# iframe überlappt JavaScript-Menü in Opera



## AndMan (22. Februar 2005)

Hi,

 ich hoffe hier kann mir jemand helfen. Ich habe folgendes Problem, das nur in Opera auftritt: Ich habe eine Seite mit einem JavaScript-Menü (so richtig schön mit ausklappen und so ), doch leider wird es in Opera immer vom iframe verdeckt.

 Änderung vom z-index im Stylesheet helfen auch nicht... 

 Hat irgendwer noch ne Idee?

 Viele Grüße

 AndMan

 Ach so, das Phänomen gibt's hier zu bewundern: http://home.arcor.de/fwg05/


----------



## ZeroEnna (23. Februar 2005)

Ich glaube IFrames haben immer eine höhere Position als DIV's

PS: Der Fehler ist nicht nur beim Opera sondern auch im FireFox und im Internetexplorer genau so


----------



## AndMan (23. Februar 2005)

Es geht ja nicht um DIVs, sondern nur um das JavaScript-Menü, es sei denn, das JavaScript-Menü wird mit DIVs aufgebaut... Da habe ich aber leider keinen blassen Schimmer von. JavaScript steht noch auf meier "To Learn"-List 
  Und Opera ist der einzige Browser, in dem es nicht richtig funktioniert.


----------



## Maik (23. Februar 2005)

Hallo AndMan,

ZeroEnna's Ansatz ist schon richtig, auch wenn es bei dir nicht direkt um die DIV-Elemente, sondern einem JavaScript-Menü geht.

Gestern abend habe ich beim Erstellen eines Templates (horizontales Listenmenü incl. Submenüs und darunterliegender iFrame) das gleiche Problem im Opera (7.23) entdeckt.

================================

• Auszuführende Aufgaben
A. Nenne alle Browser, die im Forenthread zum iframe-Problem namentlich erwähnt werden.
B. Übernimm aus dem Forenthread zum iframe-Problem wortgetreu den Abschnitt, der mit "Es geht ja nicht" beginnt und mit "Maik (23. Februar 2005)" endet.
Mit den Zeilen hat dies nichts zu tun.

================================

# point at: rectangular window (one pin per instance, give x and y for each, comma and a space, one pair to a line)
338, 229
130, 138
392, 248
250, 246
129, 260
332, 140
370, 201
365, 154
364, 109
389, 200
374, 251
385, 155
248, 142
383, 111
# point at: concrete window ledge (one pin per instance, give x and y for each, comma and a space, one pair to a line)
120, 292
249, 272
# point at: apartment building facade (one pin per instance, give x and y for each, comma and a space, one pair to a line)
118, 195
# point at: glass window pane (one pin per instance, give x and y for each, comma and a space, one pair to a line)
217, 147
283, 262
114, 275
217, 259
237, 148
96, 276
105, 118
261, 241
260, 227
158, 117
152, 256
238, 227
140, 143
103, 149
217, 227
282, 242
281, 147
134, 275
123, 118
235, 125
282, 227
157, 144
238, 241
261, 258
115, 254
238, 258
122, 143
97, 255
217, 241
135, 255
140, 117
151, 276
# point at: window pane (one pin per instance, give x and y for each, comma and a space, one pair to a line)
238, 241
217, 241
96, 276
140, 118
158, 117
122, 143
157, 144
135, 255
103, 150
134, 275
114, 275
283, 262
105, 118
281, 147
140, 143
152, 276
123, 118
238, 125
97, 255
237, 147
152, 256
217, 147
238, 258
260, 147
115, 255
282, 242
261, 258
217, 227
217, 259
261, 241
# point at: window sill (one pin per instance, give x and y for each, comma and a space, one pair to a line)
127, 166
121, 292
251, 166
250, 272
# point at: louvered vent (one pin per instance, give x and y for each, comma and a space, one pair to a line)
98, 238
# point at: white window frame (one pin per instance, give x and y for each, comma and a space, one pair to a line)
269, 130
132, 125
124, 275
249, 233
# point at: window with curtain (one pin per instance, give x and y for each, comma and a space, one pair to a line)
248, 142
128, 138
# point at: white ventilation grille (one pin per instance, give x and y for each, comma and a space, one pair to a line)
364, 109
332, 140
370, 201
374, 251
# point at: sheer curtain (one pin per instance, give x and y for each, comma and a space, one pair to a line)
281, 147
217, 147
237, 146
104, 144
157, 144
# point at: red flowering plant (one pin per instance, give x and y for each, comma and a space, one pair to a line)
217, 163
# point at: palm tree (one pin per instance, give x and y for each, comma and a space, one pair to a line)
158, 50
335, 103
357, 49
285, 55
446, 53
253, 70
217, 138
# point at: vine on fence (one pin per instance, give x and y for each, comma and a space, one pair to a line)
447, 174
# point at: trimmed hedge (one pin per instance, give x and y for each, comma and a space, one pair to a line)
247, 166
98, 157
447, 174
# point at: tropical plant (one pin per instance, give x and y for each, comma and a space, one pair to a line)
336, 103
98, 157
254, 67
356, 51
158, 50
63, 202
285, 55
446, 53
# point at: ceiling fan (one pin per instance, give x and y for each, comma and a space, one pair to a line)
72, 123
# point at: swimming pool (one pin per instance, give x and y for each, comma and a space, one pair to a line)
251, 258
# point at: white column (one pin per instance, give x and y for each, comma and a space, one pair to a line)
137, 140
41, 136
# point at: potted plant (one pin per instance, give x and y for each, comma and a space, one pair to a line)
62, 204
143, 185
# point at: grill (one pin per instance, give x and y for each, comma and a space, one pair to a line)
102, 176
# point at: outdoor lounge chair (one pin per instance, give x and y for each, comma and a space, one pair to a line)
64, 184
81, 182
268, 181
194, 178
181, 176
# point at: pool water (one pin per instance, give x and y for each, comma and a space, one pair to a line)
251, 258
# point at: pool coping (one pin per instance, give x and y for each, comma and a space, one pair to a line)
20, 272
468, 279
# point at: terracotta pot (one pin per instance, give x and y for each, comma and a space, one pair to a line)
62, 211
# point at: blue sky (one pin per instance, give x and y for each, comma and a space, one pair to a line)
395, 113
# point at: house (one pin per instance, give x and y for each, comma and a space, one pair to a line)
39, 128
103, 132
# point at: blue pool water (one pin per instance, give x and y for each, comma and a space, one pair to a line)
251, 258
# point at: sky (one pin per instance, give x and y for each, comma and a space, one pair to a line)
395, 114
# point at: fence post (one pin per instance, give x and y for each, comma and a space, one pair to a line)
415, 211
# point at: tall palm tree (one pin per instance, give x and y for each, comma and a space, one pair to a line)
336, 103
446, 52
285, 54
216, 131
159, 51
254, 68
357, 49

================================

• Antworten je Aufgabe
A. Opera, FireFox, Internetexplorer

B.
Es geht ja nicht um DIVs, sondern nur um das JavaScript-Menü, es sei denn, das JavaScript-Menü wird mit DIVs aufgebaut... Da habe ich aber leider keinen blassen Schimmer von. JavaScript steht noch auf meier "To Learn"-List 
  Und Opera ist der einzige Browser, in dem es nicht richtig funktioniert.


----------



## Maik (23. Februar 2005)